[Start]

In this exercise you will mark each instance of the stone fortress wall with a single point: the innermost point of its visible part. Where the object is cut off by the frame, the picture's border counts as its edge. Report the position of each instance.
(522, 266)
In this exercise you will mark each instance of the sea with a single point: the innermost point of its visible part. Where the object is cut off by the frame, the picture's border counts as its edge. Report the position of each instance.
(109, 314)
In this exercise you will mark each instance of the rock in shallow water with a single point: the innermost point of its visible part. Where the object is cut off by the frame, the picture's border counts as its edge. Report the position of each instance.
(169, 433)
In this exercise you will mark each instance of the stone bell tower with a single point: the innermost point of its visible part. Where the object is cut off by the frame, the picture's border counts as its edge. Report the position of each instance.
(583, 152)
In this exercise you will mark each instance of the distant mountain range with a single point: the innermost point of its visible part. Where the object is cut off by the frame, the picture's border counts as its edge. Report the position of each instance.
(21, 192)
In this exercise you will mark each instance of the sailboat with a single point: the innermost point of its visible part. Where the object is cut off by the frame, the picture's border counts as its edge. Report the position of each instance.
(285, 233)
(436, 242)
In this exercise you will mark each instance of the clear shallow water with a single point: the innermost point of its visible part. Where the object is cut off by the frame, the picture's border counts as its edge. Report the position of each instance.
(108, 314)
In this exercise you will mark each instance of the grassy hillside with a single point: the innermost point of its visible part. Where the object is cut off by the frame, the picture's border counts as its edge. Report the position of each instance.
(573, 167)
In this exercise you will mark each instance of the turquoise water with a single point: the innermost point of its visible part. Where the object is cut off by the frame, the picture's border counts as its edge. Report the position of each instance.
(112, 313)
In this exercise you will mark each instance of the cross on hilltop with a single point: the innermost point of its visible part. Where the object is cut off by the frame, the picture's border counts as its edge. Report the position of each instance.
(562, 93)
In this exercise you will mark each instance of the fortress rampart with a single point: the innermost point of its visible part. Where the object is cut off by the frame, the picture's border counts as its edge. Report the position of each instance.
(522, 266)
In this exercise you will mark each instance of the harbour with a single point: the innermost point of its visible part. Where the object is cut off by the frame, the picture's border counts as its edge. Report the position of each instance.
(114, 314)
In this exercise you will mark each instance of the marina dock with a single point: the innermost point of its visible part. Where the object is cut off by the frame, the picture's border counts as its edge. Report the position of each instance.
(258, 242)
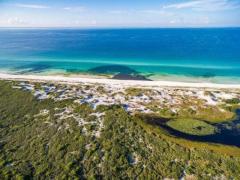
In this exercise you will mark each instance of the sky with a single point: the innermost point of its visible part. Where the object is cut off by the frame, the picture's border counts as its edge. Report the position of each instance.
(119, 13)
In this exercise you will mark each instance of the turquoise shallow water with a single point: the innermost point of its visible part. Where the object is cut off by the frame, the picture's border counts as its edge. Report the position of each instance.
(170, 54)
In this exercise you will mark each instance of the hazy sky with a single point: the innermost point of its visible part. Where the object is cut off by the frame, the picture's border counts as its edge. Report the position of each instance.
(119, 13)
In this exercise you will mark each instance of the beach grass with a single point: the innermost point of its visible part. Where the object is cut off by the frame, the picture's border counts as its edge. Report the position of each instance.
(192, 126)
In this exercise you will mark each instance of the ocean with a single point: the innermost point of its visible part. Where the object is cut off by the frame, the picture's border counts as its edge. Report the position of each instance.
(184, 54)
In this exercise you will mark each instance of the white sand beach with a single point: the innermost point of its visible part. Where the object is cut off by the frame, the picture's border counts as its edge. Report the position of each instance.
(126, 83)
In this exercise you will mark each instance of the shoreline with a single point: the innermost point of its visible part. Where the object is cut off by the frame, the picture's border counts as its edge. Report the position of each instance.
(127, 83)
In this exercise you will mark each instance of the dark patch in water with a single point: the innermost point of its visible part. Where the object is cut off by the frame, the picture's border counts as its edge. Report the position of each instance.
(228, 132)
(33, 68)
(113, 69)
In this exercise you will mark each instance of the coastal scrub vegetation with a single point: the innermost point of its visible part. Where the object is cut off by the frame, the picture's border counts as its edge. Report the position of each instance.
(44, 138)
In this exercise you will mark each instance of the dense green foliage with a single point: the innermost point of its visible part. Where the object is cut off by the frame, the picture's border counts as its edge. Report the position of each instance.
(46, 146)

[End]

Exercise objective
Verbatim reproduction of every record is required; images are left out.

The answer
In this exercise you will mark each instance of the stone fortress wall with a single point: the innermost point of its visible part. Where the object is cut off by the frame, the picture's border counts as its edge. Report the position of each instance.
(522, 266)
In this exercise you will mark each instance of the sea with a single point: the innermost point of its visible part. Where the object is cut off by the frame, the picture's border counts as its edge. Report the position of each instance.
(109, 314)
In this exercise you will mark each instance of the rock in shallow water with a single point: the innermost point of its visible part. Where the object is cut off by the frame, the picture's border counts as its edge. Report the position of each instance.
(169, 433)
In this exercise you will mark each instance of the stone bell tower with a single point: the innermost point of its visible part. Where the object is cut off by the frame, the picture's border counts as its edge. Report the position of each instance.
(583, 152)
In this exercise you will mark each instance of the distant mountain range with a single point: the innermost point of its visible part. Where the object is cut off by the frame, the picture's border counts as its edge. Report the position of each instance.
(21, 192)
In this exercise you will mark each instance of the sailboat with a single point: the innermost point of its visible part. Where the object is cut off by the frame, the picture's border counts as its edge. Report the position of each instance.
(285, 233)
(436, 242)
In this exercise you will mark each instance of the clear shallow water with a single point: the innermost point of its visible part. Where the object is cut off by the frame, the picture's border counts as its edge. Report the position of each instance.
(108, 314)
In this exercise you will mark each instance of the grassy hillside with a single point: the innermost point of its visible part. Where the object is cut off by the frame, the picture's border counts as its edge. Report the position of each instance.
(573, 167)
In this exercise you will mark each instance of the turquoise water with a single point: the innermost point of its visible part. Where the object is cut off by the frame, the picture's border counts as its edge. Report the position of each instance.
(112, 313)
In this exercise you will mark each instance of the cross on hilltop with a single point: the innermost point of its visible part. Where the object is cut off by the frame, the picture's border counts as its edge. Report the position of each instance.
(562, 93)
In this exercise you will mark each instance of the fortress rampart with a single point: the innermost point of its visible part. Where the object is cut off by the frame, the picture's border counts as its edge. Report the position of each instance.
(522, 266)
In this exercise you will mark each instance of the harbour with a single point: the innermost point of its visible part. Where the object is cut off by the frame, the picture's border counts as its edge. Report the position of each instance.
(114, 314)
In this exercise you will mark each instance of the marina dock with a single point: the innermost point of its visible part. Where the object is cut off by the frame, the picture's border counts as its edge. Report the position of each instance.
(258, 242)
In this exercise you will mark each instance of the sky with a single point: the innermost point of its visible part. Where the object is cut off by the frame, the picture's border counts as its edge. Report the position of each instance.
(119, 13)
In this exercise you will mark each instance of the turquoise shallow water with a single point: the innermost point of its visible part. Where the object is cut off by the frame, the picture's border counts as its edge. Report the position of each instance.
(170, 54)
In this exercise you will mark each instance of the hazy sky with a single point: the innermost point of its visible part. Where the object is cut off by the frame, the picture's border counts as its edge. Report the position of each instance.
(119, 13)
In this exercise you will mark each instance of the beach grass with a single point: the innermost point of its visible part. Where the object is cut off by the frame, the picture's border counts as its edge. Report the position of each instance.
(192, 126)
In this exercise you will mark each instance of the ocean with a single point: the innermost point of its visible part. Where the object is cut off by the frame, the picture's border counts as its edge. Report the position of each instance.
(184, 54)
In this exercise you will mark each instance of the white sand beach with a single point: the innermost point of its visible part. Where the object is cut off by the frame, the picture's border counts as its edge. Report the position of each instance.
(126, 83)
In this exercise you will mark each instance of the shoreline with a single point: the innermost point of its visible part. Where the object is cut off by the frame, the picture's border counts as its edge. Report the position of each instance.
(127, 83)
In this exercise you will mark each instance of the dark patch in water with a single point: the innermost point of its visible part. Where the object is cut off by the frame, the picture's border counts as its edge. Report the position of each instance.
(228, 132)
(33, 68)
(113, 69)
In this exercise you will mark each instance of the coastal scrub vegetation with a single point: the innermost point of its visible part. Where the object is cut off by the frame, the picture's border counts as its edge. Report the position of each instance.
(44, 138)
In this exercise you will mark each instance of the dense green foliage with a single point: the innermost point of its visible part. Where the object is cut off by the frame, the picture's border counts as its edge. Report the position of each instance.
(46, 146)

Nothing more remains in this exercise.